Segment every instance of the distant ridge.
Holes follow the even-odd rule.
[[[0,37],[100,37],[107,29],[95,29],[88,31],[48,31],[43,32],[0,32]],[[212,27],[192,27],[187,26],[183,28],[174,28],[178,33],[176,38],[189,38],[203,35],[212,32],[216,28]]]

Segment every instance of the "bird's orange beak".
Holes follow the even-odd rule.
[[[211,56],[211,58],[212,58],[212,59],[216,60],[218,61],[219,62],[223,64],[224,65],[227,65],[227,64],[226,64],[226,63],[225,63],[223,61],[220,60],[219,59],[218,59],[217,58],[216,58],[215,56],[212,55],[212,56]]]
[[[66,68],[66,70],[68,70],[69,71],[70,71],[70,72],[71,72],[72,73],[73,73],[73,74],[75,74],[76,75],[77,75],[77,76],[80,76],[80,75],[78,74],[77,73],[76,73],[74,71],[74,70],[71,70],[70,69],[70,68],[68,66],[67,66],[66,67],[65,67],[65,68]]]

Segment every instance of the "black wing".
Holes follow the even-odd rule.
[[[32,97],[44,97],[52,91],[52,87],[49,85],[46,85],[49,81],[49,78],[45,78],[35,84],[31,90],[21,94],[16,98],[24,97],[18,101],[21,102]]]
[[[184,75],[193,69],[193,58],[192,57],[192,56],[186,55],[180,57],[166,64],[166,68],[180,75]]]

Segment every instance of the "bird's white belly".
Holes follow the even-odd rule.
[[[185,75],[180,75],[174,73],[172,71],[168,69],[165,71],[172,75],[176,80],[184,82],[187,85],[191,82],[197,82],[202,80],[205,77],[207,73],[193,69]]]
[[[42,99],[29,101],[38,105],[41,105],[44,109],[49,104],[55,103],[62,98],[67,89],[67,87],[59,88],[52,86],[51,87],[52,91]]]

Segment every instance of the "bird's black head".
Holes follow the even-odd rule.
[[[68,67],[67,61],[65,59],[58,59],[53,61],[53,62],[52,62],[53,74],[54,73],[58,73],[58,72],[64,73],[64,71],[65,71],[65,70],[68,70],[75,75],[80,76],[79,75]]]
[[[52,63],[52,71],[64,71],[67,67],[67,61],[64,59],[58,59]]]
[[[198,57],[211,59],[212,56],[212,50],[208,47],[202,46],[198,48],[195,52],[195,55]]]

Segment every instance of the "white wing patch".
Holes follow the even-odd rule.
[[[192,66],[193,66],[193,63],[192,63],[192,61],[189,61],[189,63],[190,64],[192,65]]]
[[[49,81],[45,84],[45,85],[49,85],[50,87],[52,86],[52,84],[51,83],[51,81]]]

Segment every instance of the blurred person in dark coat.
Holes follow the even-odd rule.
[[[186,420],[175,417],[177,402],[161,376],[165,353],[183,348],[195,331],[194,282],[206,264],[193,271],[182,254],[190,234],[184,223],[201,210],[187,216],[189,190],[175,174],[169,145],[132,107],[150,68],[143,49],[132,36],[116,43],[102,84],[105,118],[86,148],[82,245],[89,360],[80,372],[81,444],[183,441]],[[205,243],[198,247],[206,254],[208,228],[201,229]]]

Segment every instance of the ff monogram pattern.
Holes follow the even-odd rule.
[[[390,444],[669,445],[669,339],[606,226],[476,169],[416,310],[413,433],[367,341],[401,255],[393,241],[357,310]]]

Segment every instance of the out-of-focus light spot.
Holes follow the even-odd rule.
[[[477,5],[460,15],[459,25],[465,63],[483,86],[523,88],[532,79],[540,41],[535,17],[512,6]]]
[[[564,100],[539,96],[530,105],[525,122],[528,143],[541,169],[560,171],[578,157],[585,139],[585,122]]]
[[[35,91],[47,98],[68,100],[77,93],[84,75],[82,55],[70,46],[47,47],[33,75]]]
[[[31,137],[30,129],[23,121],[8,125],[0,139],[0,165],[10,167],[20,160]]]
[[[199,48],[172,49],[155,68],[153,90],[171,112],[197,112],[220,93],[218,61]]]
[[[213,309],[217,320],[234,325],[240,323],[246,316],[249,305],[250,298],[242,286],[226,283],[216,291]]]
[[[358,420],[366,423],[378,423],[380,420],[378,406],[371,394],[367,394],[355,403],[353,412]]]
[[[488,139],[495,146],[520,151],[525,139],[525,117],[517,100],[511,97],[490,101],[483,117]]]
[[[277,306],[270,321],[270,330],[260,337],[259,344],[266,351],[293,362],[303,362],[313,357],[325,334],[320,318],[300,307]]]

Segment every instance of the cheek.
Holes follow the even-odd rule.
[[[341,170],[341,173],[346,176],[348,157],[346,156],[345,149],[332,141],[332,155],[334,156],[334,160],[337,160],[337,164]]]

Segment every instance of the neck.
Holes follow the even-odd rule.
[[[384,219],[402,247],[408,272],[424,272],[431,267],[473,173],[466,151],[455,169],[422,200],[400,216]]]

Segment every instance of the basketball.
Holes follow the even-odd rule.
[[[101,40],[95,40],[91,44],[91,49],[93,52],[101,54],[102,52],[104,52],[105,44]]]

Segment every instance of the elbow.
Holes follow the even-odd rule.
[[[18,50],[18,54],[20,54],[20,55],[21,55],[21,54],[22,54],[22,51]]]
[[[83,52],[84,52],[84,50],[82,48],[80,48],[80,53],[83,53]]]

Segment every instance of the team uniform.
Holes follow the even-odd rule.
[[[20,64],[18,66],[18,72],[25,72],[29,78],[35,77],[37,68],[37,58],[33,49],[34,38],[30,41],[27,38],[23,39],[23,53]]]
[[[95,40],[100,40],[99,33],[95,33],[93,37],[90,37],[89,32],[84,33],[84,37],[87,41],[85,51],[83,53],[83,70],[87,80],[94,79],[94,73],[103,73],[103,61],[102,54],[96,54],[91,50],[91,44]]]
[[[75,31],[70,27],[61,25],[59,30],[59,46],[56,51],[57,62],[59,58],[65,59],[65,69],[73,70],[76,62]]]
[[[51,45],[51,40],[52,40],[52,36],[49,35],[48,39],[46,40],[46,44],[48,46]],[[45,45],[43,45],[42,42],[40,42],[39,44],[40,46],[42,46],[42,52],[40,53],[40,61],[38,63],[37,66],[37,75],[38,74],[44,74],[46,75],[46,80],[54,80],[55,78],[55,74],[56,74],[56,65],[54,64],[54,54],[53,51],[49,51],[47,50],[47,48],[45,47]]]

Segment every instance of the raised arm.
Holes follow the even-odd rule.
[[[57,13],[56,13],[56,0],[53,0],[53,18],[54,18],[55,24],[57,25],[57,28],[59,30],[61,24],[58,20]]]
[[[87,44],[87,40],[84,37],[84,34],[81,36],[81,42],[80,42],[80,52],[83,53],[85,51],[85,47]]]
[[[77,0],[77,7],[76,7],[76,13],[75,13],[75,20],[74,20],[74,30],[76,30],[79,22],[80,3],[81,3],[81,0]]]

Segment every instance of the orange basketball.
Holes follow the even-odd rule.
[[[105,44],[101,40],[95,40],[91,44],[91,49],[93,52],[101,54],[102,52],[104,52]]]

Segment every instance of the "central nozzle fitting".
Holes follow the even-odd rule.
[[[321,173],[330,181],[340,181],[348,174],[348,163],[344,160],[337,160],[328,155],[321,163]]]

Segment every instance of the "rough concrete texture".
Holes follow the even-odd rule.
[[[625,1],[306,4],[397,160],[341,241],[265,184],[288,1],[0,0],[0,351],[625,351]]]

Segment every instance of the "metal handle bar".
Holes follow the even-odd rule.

=-=-=

_Job:_ The line containing "Segment every instance of the orange" and every line after it, through the end of the records, should be repeated exactly and alone.

_In response:_
Segment every instance of the orange basketball.
Holes follow the even-odd rule.
[[[105,44],[101,40],[95,40],[91,44],[91,49],[93,52],[101,54],[102,52],[104,52]]]

Segment every instance of the "central nozzle fitting".
Holes follow the even-odd rule.
[[[321,173],[330,181],[340,181],[348,174],[348,163],[344,160],[337,160],[328,155],[321,163]]]

Segment every instance of the "rough concrete texture".
Holes follow the even-odd rule.
[[[625,1],[306,4],[397,160],[341,241],[265,184],[288,1],[0,0],[0,351],[625,351]]]

Segment every instance of the "metal handle bar".
Holes follow the even-odd rule.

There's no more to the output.